WRITTEN EXERCISE A – Which lines of the records below contain the string "frosting"? Collect each of them.

PASSAGE PROVIDED –
# Chicken Chow Mein



## membrane (Jan 24, 2006)

I'm looking for a good chicken chow mein receipe since I cannot find a restaurant in my area (Las Vegas) that serves it the way I'm grow to like it.  I'm originally from Minneapolis, and there is a place called "Jin's Chow Mein" that serves the best chicken chow mein I have ever had.  It consisted of white rice, celery sauce (this is the best way I can describe it-it's a real thick sauce with mostly celery) and crunchy noodles with little strips of chicken breast.

If anyone has a receipe for this, or can recommend a restaurant in the Las Vegas area that serves this, please reply.

Thanks in advance!


----------



## jkath (Jan 24, 2006)

Have you seen this thread yet, membrane?

http://www.discusscooking.com/forums/f21/need-authentic-chicken-chow-mein-recipe-5532.html?highlight=chicken+chow+mein

ps - welcome to discusscooking! We hope you stay around!


----------



## Chief Longwind Of The North (Jan 24, 2006)

This recipe is an exerpt from my cookbook "You Can Be A Great Cook With Poulty".  Please honor the copyright.

Chicken Chow Mein/Chop Suey
The only difference between Chicken Chow Mein and Chop Suey is the addition of chow mein noodles.  If you have them, the dish is chicken Chow mein.  If not, it's Chop Suey.  Either way, it was created in the United States, not China.

Location-identification entries:
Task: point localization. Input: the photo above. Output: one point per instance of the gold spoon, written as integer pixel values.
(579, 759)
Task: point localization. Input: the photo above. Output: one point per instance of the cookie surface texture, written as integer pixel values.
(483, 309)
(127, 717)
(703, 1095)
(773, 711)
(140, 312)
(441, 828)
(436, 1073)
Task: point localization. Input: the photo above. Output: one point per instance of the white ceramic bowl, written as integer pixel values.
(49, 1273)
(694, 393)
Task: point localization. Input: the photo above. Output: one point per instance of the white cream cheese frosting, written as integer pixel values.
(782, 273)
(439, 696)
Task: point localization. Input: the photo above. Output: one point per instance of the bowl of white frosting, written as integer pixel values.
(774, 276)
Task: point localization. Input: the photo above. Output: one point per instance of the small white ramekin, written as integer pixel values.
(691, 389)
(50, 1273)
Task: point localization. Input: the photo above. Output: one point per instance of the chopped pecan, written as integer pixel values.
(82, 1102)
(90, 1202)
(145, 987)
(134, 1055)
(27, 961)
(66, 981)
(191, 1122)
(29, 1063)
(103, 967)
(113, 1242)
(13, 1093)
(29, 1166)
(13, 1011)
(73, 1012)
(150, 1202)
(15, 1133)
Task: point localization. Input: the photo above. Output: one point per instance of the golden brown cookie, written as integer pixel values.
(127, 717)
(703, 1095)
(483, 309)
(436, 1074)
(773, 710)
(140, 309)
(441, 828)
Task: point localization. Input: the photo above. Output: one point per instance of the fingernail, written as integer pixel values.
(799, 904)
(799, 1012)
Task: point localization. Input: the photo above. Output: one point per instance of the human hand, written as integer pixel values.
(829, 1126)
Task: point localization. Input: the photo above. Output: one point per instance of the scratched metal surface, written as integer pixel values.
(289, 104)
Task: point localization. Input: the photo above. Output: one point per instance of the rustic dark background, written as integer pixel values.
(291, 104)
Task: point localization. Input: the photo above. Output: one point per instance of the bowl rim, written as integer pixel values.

WRITTEN EXERCISE B – Do the following statements agree with the chicken chow mein thread above? For each, answer yes or no and quote the deciding words. (i) The person asking for a recipe is originally from Minneapolis. (ii) The cookbook excerpt says the dish was created in China. (iii) According to the cookbook excerpt, chop suey includes chow mein noodles.

WRITTEN ANSWER A –
Task: point localization. Input: the photo above. Output: one point per instance of the white cream cheese frosting, written as integer pixel values.
Task: point localization. Input: the photo above. Output: one point per instance of the bowl of white frosting, written as integer pixel values.

WRITTEN ANSWER B –
(i) Yes: "I'm originally from Minneapolis"
(ii) No: "Either way, it was created in the United States, not China."
(iii) No: "If you have them, the dish is chicken Chow mein. If not, it's Chop Suey."